◆ 과제 지시
아래 모든 항목을 다시 쓰되, "pixel coordinates" 대신 "image coordinates"만 바꿔 넣고 나머지는 그대로 두세요.

◆ 과제 항목
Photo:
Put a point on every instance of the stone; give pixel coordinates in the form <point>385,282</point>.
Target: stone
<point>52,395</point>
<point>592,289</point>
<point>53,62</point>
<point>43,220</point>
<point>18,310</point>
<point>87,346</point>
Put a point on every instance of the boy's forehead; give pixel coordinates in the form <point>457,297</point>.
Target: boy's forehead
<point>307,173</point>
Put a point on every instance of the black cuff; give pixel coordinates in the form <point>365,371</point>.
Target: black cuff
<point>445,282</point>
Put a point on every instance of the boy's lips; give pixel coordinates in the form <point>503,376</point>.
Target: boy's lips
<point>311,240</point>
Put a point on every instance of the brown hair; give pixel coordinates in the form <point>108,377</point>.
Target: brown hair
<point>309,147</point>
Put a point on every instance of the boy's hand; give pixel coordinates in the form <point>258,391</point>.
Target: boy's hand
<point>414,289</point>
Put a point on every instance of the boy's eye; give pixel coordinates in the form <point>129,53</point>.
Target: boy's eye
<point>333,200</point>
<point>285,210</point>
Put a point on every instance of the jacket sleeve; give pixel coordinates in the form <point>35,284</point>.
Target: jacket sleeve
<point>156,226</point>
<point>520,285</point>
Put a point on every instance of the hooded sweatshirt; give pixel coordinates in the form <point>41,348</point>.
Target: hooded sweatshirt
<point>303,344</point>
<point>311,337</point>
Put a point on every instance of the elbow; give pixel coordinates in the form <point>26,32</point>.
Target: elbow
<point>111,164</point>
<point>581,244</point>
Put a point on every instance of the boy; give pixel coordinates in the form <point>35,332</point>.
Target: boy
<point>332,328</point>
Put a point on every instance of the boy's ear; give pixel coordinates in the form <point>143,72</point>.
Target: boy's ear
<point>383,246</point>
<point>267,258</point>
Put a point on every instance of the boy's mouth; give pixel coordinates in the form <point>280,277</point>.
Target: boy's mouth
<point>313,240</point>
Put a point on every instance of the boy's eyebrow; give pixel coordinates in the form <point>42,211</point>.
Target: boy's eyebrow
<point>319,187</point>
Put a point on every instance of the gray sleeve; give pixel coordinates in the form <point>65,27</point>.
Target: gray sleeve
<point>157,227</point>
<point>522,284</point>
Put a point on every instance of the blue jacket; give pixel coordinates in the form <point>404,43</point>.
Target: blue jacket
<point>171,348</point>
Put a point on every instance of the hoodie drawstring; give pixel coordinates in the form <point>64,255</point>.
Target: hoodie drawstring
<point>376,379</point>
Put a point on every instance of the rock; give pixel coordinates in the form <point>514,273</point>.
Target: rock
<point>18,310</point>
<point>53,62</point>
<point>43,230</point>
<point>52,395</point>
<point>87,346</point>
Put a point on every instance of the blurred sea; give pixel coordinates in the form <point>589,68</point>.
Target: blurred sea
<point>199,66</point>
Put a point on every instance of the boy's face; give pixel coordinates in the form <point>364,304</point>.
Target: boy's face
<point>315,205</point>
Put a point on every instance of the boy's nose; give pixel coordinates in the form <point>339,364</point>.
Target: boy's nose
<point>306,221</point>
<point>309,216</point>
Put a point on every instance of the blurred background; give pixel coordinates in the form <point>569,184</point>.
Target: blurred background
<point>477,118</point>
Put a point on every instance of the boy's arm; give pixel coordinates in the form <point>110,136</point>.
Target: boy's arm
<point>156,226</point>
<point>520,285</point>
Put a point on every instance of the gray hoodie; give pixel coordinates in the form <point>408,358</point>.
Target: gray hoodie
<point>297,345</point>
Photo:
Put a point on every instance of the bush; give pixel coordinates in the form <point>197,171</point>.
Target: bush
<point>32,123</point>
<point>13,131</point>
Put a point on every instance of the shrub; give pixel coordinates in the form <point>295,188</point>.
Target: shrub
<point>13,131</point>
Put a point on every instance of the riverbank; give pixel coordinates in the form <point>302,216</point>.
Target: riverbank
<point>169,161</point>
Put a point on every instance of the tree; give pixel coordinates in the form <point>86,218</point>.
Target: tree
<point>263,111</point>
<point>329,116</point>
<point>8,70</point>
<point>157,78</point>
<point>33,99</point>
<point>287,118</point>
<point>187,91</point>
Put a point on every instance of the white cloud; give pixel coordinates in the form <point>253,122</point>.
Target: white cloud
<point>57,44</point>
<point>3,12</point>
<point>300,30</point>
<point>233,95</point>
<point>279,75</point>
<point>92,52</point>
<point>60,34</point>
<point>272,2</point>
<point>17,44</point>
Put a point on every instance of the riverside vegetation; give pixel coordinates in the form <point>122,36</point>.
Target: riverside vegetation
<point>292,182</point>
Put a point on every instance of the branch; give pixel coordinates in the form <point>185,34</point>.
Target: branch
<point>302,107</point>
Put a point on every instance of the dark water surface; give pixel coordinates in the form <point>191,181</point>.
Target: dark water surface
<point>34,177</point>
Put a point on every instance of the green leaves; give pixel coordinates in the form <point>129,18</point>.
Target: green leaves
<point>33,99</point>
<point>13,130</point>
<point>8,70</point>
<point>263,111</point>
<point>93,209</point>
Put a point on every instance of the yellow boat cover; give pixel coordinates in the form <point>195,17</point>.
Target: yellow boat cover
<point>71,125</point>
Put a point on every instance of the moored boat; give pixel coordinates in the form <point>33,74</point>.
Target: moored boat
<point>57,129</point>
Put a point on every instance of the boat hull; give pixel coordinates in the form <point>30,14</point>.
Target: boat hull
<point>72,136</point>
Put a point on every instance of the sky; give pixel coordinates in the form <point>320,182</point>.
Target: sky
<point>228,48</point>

◆ 정답 풀이
Photo:
Put a point on every instance of the stone; give image coordinates in the form <point>385,282</point>.
Target: stone
<point>52,395</point>
<point>592,289</point>
<point>53,62</point>
<point>43,220</point>
<point>18,310</point>
<point>87,346</point>
Put a point on every instance of the boy's forehead; give image coordinates in the form <point>457,297</point>.
Target: boy's forehead
<point>307,173</point>
Put a point on every instance of the black cuff; give image coordinates in the form <point>365,371</point>.
Target: black cuff
<point>445,282</point>
Put a point on every instance of the boy's lips; give image coordinates in the form <point>503,376</point>.
Target: boy's lips
<point>311,240</point>
Put a point on every instance of the brown hair; give image coordinates in the form <point>108,377</point>.
Target: brown hair
<point>309,147</point>
Put a point on every instance of the boy's hand; give image coordinates in the form <point>258,391</point>.
Target: boy's hand
<point>414,289</point>
Put a point on every instance of the boy's eye; give image coordinates in the form <point>129,53</point>.
Target: boy's eye
<point>333,200</point>
<point>285,210</point>
Put a point on every instance of the jacket sleeve; give image coordinates in the form <point>35,284</point>.
Target: jacket sleeve
<point>156,226</point>
<point>520,285</point>
Put a point on every instance of the hooded sweatshirt; give image coordinates in the form <point>41,348</point>.
Target: hooded sweatshirt
<point>303,344</point>
<point>311,337</point>
Put a point on every instance of the elbow; give image coordinates in the form <point>26,32</point>.
Target: elbow
<point>111,164</point>
<point>581,244</point>
Put a point on every instance of the boy; give image coordinates in the form <point>35,332</point>.
Target: boy
<point>332,328</point>
Put a point on every instance of the boy's ear; give image coordinates in the form <point>143,72</point>.
Target: boy's ear
<point>383,246</point>
<point>267,258</point>
Put a point on every instance of the boy's mouth; give image coordinates in the form <point>280,277</point>.
Target: boy's mouth
<point>313,240</point>
Put a point on every instance of the boy's eyebrow; give image coordinates in the form <point>42,211</point>.
Target: boy's eyebrow
<point>319,187</point>
Put a point on every instance of the gray sleeve; give image coordinates in the form <point>65,27</point>.
Target: gray sleeve
<point>157,227</point>
<point>522,284</point>
Put a point on every instance of the blue jacket; give image coordinates in the form <point>404,43</point>.
Target: blue jacket
<point>171,348</point>
Put a point on every instance of the hoodie drawstring; give image coordinates in the form <point>64,255</point>.
Target: hoodie drawstring
<point>376,379</point>
Put a point on every instance of the rock; give image coordinates in the form <point>514,273</point>.
Target: rock
<point>18,310</point>
<point>53,62</point>
<point>43,230</point>
<point>52,395</point>
<point>87,346</point>
Put a point on every instance of the blurred sea; give image coordinates in the form <point>589,68</point>.
Target: blurred sea
<point>199,66</point>
Put a point on every instance of the boy's face; give image coordinates in the form <point>364,304</point>.
Target: boy's face
<point>315,205</point>
Put a point on every instance of the boy's nose; give image coordinates in the form <point>339,364</point>.
Target: boy's nose
<point>306,221</point>
<point>309,216</point>
Put a point on every instance of the blurred background; give image coordinates in the form <point>569,184</point>.
Target: blurred background
<point>477,118</point>
Put a point on every instance of the boy's arm; give image coordinates in the form <point>110,136</point>.
Target: boy's arm
<point>156,226</point>
<point>520,285</point>
Put a point on every instance of the gray hoodie; give image coordinates in the form <point>408,358</point>.
Target: gray hoodie
<point>297,345</point>
Photo:
Put a point on every instance of the bush; give image coordinates in the form <point>197,171</point>.
Target: bush
<point>32,123</point>
<point>13,131</point>
Put a point on every instance of the shrub; give image coordinates in the form <point>295,188</point>.
Target: shrub
<point>13,131</point>
Put a point on every instance of the riverbank; give image coordinates in the form <point>302,216</point>.
Target: riverbank
<point>169,161</point>
Put a point on every instance of the tree; give image coordinates in the form <point>86,218</point>.
Target: tree
<point>263,111</point>
<point>329,116</point>
<point>8,70</point>
<point>157,78</point>
<point>33,99</point>
<point>287,118</point>
<point>187,91</point>
Put a point on every instance of the white cloud; give image coordinates in the form <point>253,122</point>.
Target: white cloud
<point>57,44</point>
<point>3,12</point>
<point>300,30</point>
<point>233,95</point>
<point>279,75</point>
<point>92,52</point>
<point>60,34</point>
<point>272,2</point>
<point>17,44</point>
Put a point on every instance of the riverside vegetation; give image coordinates in the form <point>122,36</point>.
Target: riverside vegetation
<point>292,182</point>
Put a point on every instance of the branch; give image coordinates in the form <point>185,34</point>.
Target: branch
<point>302,107</point>
Put a point on every instance of the dark water surface; give image coordinates in the form <point>191,181</point>.
Target: dark water surface
<point>34,177</point>
Put a point on every instance of the green leaves; give image coordinates in the form <point>129,18</point>.
Target: green leaves
<point>33,99</point>
<point>13,130</point>
<point>8,70</point>
<point>263,111</point>
<point>93,209</point>
Put a point on every instance of the yellow boat cover; give image coordinates in the form <point>195,17</point>.
Target: yellow boat cover
<point>71,125</point>
Put a point on every instance of the moored boat; give image coordinates in the form <point>33,74</point>.
Target: moored boat
<point>57,129</point>
Put a point on every instance of the boat hull; give image coordinates in the form <point>30,14</point>.
Target: boat hull
<point>72,136</point>
Put a point on every instance of the sky; give image coordinates in the form <point>320,182</point>.
Target: sky
<point>228,48</point>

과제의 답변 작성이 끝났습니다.